** Begin Records for this exercise **

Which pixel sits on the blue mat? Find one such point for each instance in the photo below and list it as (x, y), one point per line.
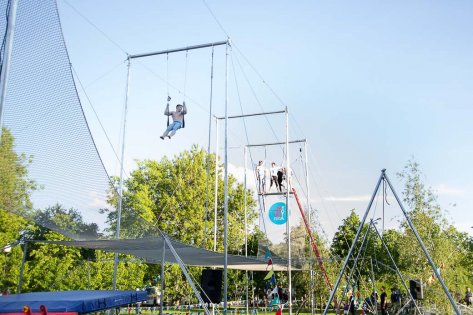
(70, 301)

** End Records for this exercise **
** Begin Records for this exercise **

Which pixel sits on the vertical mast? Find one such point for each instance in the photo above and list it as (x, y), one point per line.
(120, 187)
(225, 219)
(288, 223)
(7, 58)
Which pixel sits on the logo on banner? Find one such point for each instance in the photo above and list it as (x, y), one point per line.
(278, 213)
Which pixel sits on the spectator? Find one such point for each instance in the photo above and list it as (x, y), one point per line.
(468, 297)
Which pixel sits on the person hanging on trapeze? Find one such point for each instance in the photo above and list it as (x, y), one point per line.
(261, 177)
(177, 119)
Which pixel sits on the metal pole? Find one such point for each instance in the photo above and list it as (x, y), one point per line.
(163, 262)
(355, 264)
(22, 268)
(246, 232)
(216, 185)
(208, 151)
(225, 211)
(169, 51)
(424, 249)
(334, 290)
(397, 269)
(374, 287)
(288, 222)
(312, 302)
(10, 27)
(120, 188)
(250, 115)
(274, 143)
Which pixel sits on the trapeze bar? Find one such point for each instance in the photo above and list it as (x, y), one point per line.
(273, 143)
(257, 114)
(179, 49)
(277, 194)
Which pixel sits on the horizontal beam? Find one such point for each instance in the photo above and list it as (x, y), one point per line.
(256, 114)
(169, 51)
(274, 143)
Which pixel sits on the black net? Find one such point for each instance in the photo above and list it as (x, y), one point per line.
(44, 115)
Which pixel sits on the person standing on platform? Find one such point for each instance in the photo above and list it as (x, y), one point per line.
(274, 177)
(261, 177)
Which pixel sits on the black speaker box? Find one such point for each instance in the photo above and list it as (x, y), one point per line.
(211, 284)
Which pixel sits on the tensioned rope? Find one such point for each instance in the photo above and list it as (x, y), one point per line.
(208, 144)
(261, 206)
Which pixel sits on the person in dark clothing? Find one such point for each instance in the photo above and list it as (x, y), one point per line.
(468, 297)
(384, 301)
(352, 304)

** End Records for this exercise **

* _What the exercise asks_
Please show each line of the listing above that contains the word "black". Case counts.

* _Task result_
Which pixel sits on the black net? Find one such point for each instance in the photo above and list it as (x, y), one point per line.
Which pixel sits on the black speaker box? Find one such point for each instance in the photo above and list it as (x, y), one point per line.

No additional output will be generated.